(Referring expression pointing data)
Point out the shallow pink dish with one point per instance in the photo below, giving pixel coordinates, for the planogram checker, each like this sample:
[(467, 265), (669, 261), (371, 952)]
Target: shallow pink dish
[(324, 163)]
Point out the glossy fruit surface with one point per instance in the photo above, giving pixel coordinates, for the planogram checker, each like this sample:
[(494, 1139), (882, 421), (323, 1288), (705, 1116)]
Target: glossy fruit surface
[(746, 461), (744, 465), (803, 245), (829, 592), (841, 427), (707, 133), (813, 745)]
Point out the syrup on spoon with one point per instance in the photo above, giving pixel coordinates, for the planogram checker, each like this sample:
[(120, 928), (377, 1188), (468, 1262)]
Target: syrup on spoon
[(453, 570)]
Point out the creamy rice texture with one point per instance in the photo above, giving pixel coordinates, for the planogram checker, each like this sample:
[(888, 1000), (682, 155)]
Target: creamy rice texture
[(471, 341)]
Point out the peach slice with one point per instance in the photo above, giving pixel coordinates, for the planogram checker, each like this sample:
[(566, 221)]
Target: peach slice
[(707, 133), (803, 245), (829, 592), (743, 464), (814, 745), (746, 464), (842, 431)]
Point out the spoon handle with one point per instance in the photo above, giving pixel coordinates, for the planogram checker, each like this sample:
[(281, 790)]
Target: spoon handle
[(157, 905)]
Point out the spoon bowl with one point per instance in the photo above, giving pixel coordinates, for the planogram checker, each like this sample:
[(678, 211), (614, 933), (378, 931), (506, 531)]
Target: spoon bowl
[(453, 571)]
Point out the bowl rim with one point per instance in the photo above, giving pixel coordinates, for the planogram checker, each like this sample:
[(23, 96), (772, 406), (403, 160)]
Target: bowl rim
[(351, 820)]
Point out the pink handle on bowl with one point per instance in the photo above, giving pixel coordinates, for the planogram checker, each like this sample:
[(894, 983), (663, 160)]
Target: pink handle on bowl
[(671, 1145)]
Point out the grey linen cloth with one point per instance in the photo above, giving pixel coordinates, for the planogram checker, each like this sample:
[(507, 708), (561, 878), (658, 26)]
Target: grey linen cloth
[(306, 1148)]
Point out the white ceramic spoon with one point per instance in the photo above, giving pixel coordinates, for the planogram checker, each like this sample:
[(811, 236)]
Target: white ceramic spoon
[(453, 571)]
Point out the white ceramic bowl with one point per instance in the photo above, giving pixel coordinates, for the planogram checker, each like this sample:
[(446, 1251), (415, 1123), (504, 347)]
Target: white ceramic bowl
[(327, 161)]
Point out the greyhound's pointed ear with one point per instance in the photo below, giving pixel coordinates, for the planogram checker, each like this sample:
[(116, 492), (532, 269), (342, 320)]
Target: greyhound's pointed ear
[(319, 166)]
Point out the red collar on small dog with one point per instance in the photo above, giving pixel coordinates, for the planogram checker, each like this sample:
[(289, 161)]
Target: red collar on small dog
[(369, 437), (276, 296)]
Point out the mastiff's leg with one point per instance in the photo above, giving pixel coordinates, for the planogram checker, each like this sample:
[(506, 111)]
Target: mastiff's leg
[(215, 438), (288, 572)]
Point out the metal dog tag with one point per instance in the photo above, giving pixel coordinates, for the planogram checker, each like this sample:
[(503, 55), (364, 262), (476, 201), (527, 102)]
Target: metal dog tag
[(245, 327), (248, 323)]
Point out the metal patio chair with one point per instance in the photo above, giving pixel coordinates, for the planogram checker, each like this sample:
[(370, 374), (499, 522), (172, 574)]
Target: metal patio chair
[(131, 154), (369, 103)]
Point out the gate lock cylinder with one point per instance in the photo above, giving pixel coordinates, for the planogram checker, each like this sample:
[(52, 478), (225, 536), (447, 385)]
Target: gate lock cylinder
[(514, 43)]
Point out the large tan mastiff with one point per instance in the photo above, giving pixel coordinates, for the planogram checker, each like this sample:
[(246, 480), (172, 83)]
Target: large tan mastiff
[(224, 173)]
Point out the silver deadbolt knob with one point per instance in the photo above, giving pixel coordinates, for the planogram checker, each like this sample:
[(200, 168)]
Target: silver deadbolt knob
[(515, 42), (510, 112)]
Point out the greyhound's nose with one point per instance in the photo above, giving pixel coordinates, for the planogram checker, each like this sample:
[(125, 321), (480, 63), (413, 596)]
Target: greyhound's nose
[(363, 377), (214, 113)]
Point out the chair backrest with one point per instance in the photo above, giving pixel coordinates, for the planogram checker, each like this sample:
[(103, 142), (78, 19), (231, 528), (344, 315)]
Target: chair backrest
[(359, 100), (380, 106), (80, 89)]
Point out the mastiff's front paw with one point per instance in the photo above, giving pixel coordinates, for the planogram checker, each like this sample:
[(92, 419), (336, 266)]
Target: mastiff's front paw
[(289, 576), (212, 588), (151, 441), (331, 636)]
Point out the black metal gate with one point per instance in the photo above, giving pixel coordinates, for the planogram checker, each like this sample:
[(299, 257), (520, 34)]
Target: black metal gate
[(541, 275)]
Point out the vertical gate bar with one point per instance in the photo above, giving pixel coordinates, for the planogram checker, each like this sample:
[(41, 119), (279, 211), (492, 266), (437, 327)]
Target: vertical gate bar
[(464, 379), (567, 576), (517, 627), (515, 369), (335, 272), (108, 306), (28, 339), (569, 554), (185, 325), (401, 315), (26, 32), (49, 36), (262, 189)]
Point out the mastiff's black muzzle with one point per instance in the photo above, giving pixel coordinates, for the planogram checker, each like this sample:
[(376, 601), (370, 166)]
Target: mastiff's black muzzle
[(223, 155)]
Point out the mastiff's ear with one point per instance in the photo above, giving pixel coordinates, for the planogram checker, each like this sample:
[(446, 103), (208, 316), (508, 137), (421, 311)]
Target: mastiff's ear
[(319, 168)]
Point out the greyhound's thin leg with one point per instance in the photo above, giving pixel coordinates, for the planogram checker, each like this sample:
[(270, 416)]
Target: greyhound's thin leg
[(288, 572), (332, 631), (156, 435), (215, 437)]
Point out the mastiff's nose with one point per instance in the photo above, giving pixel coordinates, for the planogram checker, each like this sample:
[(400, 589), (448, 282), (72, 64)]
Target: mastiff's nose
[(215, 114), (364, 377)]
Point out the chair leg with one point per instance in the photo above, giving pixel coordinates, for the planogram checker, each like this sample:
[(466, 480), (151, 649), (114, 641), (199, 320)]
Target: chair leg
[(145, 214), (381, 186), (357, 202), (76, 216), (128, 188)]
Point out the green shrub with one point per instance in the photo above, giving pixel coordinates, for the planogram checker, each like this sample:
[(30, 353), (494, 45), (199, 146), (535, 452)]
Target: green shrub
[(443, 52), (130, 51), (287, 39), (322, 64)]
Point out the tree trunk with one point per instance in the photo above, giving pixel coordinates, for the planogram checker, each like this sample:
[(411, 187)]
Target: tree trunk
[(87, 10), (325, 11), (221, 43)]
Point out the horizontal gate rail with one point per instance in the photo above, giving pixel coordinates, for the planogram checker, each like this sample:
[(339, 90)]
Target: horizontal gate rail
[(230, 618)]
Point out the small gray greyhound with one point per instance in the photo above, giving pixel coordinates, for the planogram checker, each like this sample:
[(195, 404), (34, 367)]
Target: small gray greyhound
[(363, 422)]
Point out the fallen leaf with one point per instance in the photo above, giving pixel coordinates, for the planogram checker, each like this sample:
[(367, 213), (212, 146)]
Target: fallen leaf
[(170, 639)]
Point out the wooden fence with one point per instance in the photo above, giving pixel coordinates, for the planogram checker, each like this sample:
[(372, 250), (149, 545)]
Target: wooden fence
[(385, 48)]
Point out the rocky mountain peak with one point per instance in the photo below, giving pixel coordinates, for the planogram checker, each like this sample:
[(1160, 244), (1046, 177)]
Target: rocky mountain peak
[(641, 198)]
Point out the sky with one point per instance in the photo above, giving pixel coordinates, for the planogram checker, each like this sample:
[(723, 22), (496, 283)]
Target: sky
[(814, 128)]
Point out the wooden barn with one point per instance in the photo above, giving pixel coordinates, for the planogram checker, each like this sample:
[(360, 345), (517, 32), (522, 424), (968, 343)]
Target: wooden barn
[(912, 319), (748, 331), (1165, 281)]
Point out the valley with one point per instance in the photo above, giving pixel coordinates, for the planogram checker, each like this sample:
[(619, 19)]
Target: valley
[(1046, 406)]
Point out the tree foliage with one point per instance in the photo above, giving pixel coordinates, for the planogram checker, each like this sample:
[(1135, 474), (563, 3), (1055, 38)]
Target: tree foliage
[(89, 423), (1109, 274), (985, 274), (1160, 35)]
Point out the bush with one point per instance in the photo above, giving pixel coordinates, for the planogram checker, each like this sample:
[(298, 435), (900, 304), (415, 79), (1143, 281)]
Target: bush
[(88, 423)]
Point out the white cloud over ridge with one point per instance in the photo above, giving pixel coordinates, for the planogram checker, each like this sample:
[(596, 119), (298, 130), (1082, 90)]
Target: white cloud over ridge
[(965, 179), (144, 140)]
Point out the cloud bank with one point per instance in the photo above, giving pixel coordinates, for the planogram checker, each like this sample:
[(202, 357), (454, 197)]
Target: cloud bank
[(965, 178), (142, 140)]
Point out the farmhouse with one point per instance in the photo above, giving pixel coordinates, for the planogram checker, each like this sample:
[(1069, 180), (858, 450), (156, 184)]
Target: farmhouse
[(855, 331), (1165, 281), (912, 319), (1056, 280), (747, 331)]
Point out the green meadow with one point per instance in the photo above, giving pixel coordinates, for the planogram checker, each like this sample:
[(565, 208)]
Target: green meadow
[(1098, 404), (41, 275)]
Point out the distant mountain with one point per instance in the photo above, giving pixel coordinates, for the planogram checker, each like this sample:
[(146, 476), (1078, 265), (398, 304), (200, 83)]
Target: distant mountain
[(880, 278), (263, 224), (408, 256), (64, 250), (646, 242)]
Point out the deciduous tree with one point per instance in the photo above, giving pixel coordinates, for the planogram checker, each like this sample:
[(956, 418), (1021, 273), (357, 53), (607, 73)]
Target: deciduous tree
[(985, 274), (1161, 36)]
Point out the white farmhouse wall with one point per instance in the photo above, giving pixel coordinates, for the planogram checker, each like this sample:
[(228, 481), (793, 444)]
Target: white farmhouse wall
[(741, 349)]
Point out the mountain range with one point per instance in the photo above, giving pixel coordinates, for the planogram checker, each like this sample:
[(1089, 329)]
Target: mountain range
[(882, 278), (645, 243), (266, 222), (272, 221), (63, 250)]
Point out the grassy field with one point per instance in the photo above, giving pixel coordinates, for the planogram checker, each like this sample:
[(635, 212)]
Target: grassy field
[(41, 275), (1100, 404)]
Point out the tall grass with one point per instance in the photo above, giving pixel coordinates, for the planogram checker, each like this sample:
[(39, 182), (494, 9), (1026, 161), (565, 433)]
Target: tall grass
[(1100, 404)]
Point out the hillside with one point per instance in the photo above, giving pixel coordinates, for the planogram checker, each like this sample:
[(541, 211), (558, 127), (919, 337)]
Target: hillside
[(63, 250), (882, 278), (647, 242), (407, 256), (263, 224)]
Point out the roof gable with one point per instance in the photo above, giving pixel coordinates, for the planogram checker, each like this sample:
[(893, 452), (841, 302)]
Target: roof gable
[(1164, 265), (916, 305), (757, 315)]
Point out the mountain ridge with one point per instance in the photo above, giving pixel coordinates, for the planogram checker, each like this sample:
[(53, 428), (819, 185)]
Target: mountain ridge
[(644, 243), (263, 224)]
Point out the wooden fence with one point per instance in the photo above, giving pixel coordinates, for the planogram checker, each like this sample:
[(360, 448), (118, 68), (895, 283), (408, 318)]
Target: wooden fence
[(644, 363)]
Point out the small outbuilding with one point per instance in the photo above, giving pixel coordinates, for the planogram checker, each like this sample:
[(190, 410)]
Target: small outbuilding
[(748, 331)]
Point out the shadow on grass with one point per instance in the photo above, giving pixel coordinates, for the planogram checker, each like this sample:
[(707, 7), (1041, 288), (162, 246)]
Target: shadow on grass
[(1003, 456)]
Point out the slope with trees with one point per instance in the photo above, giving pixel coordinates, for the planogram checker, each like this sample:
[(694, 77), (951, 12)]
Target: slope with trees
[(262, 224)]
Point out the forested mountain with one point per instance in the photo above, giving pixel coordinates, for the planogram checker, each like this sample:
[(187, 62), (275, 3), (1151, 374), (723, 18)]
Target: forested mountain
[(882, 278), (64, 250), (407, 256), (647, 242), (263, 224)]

- _Assigned task_
Exactly as they appear above, write out the line containing "[(187, 62), (275, 3), (1151, 374), (723, 18)]" and each line that comes after it in the records.

- _Exercise output_
[(187, 62), (275, 3), (1151, 374), (723, 18)]
Target: forested mountain
[(882, 278), (64, 250), (407, 256), (647, 242), (263, 224)]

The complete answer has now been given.